BEGIN Data to process
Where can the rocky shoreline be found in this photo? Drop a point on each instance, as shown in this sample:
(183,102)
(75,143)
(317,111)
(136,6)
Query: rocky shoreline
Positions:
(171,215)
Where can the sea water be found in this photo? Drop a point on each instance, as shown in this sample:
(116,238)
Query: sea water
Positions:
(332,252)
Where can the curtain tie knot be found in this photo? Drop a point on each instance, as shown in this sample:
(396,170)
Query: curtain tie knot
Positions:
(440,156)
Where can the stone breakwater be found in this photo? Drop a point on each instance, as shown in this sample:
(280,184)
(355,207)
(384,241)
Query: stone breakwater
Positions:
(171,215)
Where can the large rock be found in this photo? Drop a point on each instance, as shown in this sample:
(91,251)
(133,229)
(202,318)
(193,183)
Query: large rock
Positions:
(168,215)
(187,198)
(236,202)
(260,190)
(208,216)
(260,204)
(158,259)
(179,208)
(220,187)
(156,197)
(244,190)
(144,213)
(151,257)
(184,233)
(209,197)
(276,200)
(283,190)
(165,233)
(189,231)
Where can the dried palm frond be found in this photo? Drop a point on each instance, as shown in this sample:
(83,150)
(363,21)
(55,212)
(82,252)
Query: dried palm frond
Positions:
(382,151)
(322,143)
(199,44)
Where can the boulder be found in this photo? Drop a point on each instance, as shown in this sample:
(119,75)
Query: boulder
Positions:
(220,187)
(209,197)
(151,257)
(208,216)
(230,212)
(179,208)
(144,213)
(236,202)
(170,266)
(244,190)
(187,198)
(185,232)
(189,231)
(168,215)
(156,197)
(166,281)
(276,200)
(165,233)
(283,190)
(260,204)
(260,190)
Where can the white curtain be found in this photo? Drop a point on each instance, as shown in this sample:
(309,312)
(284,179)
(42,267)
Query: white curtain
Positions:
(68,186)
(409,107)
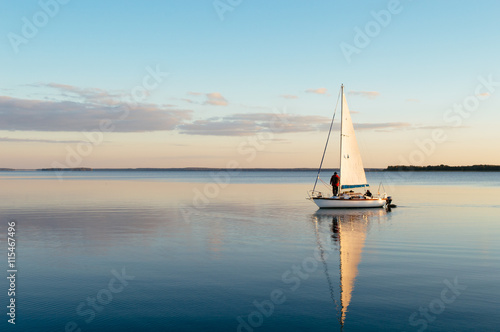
END Data to process
Directions —
A copy of each line in the data above that holds the string "point" is needed.

Response —
Where can the rocky shoreline be found in this photo? Drop a point on each instance, as shown in this sample:
Where can the sea water be found in this photo? Drop a point on each instance, as shown in this sample:
Where can the curtain tie knot be found in this photo? Drop a point on each instance, as shown in this sample:
Where can the stone breakwater be found in this photo? Drop a point on each instance, as shown in this sample:
Where can the large rock be found in this photo? Drop a point on each instance, as shown in this sample:
Where can the dried palm frond be found in this photo? Drop a point on each instance, as shown in this sample:
Where can the boulder be found in this photo? Drop a point on each instance, as shown in this sample:
Where can the white curtain be found in this photo? Drop a point on each instance, as shown in this sample:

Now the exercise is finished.